[DOCUMENT EXCERPT]
# # # # #

In Columbia Pictures' new suspense thriller “Straw Dogs,” a Hollywood screenwriter (James Marsden) and his actress wife (Kate Bosworth), return to her small hometown in the deep South to prepare the family home for sale after her father’s death.

Once there, tensions build in their marriage and old conflicts re-emerge with the locals, including the wife’s ex-boyfriend (Alexander Skarsgård), leading to a violent confrontation.

Directed and screenplay by Rod Lurie, the film is based on the 1971 movie of the same title written by David Zelag Goodman and Sam Peckinpah who adapted the novel The Siege of Trencher’s Farm by Gordon Williams.

When Rod Lurie set about the task of revisiting Peckinpah’s controversial 1971 film “Straw Dogs,” foremost in their minds was capturing the scary intensity of the story and its exploration of the darkest human behavior, but also reconfiguring its horrific contours for the realities and moviegoing sensibilities of a new generation.

“Peckinpah had a very definite point of view of human beings and how they behaved,” says Lurie, of the original film’s shocking violence. “He was very much a pessimist, and I believe I’m an optimist. So I thought it might be an interesting experiment to see whether or not you can do the same story, but tell it from a different point of view.”

Working more from Gordon William’s novel, The Siege of Trencher’s Farm than from Peckinpah’s film, Lurie felt that updating the story and bringing its special psychological terror into the classic American setting of a small Southern town — where life was ruled by how the football team performed on Friday night and the townspeople’s roles were a clearly defined hierarchy — would bring a modern edge to what is at heart a powerful and ultimately terrifying examination of a relationship being incomprehensibly tested and torn apart.

Lurie then set about regrounding everything in William’s novel, shifting the location to a small fictional Southern town steeped in traditions of brutality, and transforming the characters into roles within that classic American setting.

“It’s not so much that it’s the South,” explains Lurie. “What I wanted to define was a culture where violence was a part of their everyday life, where they’re hunting, where there’s football – which I adore – and where their people solve things through fights. Where machismo rules.”

One thing Lurie insisted should not change, was the central core of the story’s menacing buildup, which forces a reluctant hero to use violence in order to defend his wife, his property and both of their lives – and whether after being shattered, his marriage could ever be rebuilt.

Opening soon across the Philippines, “Straw Dogs” is distributed by Columbia Pictures, local office of Sony Pictures Releasing International.

# # # # #

[WHAT TO DO]
Decide whether each statement below agrees with the text about the film "Straw Dogs." Answer yes or no for each, and quote the words from the text that settle it.
1. The couple goes back to the wife's hometown to get the family home ready to sell.
2. Lurie calls himself a pessimist.
3. Lurie drew more on Peckinpah's film than on the novel.
The records have nothing to do with the text.

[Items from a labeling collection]
# # # # #

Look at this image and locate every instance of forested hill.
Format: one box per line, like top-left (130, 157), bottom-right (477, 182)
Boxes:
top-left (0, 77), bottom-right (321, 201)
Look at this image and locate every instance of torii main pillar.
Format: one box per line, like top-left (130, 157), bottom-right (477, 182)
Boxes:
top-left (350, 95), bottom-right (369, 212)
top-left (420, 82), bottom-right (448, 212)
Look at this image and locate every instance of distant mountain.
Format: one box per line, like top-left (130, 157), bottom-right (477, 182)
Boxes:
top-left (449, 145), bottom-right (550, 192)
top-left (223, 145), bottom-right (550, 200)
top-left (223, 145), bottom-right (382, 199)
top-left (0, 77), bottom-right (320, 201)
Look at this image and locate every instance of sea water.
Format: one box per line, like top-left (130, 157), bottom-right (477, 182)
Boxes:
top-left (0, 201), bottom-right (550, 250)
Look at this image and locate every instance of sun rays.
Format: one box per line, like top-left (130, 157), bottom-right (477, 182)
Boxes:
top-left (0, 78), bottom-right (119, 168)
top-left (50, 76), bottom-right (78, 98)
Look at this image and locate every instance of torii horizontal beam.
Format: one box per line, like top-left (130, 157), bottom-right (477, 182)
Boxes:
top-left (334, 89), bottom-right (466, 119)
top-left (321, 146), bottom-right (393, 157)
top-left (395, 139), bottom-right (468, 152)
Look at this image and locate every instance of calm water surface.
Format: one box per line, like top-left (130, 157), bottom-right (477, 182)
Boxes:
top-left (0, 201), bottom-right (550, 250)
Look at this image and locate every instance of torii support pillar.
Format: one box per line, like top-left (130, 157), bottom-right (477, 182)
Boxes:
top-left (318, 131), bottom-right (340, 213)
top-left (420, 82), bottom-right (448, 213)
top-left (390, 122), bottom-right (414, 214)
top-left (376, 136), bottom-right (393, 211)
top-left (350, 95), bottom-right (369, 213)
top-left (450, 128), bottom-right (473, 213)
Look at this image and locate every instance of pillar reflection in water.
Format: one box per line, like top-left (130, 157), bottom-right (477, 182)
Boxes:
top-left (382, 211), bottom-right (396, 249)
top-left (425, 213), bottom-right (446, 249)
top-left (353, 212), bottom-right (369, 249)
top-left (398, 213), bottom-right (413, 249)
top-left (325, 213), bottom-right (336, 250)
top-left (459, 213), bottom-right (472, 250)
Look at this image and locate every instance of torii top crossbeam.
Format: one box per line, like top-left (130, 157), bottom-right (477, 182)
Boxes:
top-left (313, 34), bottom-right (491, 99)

# # # # #

[ANSWER TO THIS TASK]
1. Yes: "to prepare the family home for sale after her father’s death"
2. No: "He was very much a pessimist, and I believe I’m an optimist."
3. No: "Working more from Gordon William’s novel, The Siege of Trencher’s Farm than from Peckinpah’s film"